# Work request
Instruction for the data below: set down exactly the lines from the line with "Q: Locate the beige" to the line with "Q: Locate the white paper", inclusive, and no others.

# Task material
----------
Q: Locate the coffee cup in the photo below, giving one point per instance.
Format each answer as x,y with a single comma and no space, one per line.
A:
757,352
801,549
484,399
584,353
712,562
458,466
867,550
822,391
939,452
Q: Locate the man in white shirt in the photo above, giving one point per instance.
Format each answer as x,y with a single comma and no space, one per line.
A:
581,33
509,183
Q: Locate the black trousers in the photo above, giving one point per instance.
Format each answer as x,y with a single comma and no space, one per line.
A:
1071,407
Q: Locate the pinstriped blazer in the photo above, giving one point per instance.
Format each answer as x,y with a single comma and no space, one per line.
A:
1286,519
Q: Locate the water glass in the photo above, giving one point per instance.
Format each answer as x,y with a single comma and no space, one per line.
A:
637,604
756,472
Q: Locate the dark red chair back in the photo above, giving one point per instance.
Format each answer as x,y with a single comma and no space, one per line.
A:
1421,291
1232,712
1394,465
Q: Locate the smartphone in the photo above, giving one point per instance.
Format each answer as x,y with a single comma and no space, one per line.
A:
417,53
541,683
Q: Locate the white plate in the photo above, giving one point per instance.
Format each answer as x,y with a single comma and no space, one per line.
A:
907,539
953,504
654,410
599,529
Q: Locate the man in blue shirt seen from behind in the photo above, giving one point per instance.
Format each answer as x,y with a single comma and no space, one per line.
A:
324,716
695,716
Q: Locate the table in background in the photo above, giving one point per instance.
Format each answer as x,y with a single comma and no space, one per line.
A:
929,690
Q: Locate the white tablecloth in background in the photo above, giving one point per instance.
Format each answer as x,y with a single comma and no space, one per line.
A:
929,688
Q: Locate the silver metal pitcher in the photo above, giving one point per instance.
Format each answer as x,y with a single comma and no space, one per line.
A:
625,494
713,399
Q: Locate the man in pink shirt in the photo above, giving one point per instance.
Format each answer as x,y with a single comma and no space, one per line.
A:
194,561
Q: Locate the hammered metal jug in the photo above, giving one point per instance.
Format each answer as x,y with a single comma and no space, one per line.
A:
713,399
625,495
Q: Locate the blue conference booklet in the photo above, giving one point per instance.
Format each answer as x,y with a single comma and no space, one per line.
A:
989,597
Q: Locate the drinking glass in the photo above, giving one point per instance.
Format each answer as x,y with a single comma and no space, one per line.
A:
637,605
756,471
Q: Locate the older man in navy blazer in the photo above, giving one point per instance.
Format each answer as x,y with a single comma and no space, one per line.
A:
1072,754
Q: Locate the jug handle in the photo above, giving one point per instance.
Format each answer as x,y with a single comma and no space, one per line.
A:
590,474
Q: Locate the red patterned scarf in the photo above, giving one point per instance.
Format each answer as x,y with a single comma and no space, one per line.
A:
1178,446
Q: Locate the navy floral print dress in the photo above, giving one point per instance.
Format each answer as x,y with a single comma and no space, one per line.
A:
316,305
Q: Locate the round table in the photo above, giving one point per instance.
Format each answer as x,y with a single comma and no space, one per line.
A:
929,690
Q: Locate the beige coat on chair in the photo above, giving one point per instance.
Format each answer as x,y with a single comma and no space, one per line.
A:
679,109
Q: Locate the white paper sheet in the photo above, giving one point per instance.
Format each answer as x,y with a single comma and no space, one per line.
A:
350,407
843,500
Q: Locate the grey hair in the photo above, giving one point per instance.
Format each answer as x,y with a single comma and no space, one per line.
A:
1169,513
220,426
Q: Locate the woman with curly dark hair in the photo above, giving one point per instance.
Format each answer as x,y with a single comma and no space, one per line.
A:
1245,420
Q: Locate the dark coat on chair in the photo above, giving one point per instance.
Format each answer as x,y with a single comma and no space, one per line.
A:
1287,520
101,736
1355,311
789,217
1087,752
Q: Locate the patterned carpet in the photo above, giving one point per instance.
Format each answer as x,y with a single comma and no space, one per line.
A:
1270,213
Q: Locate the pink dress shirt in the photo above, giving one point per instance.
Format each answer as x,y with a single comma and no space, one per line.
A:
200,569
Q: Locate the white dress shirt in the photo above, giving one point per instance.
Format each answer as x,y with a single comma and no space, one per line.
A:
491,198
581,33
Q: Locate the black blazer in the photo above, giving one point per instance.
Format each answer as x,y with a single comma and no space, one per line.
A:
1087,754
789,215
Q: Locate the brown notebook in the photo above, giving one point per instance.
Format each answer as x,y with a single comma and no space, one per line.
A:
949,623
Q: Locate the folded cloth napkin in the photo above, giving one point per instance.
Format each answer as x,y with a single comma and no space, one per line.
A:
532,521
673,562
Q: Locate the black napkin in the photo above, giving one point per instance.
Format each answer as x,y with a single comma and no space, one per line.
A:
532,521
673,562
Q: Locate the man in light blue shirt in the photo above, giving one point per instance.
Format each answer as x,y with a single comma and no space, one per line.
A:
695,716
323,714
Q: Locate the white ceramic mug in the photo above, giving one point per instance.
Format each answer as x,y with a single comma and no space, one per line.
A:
----------
# Written solution
Q: Locate the beige coat on chair in the photo above, giving one point per instance.
Format each answer as x,y with a single comma and no space, one per line.
A:
679,109
Q: Locate the white paper sheet in the photo above, giving one point per instance.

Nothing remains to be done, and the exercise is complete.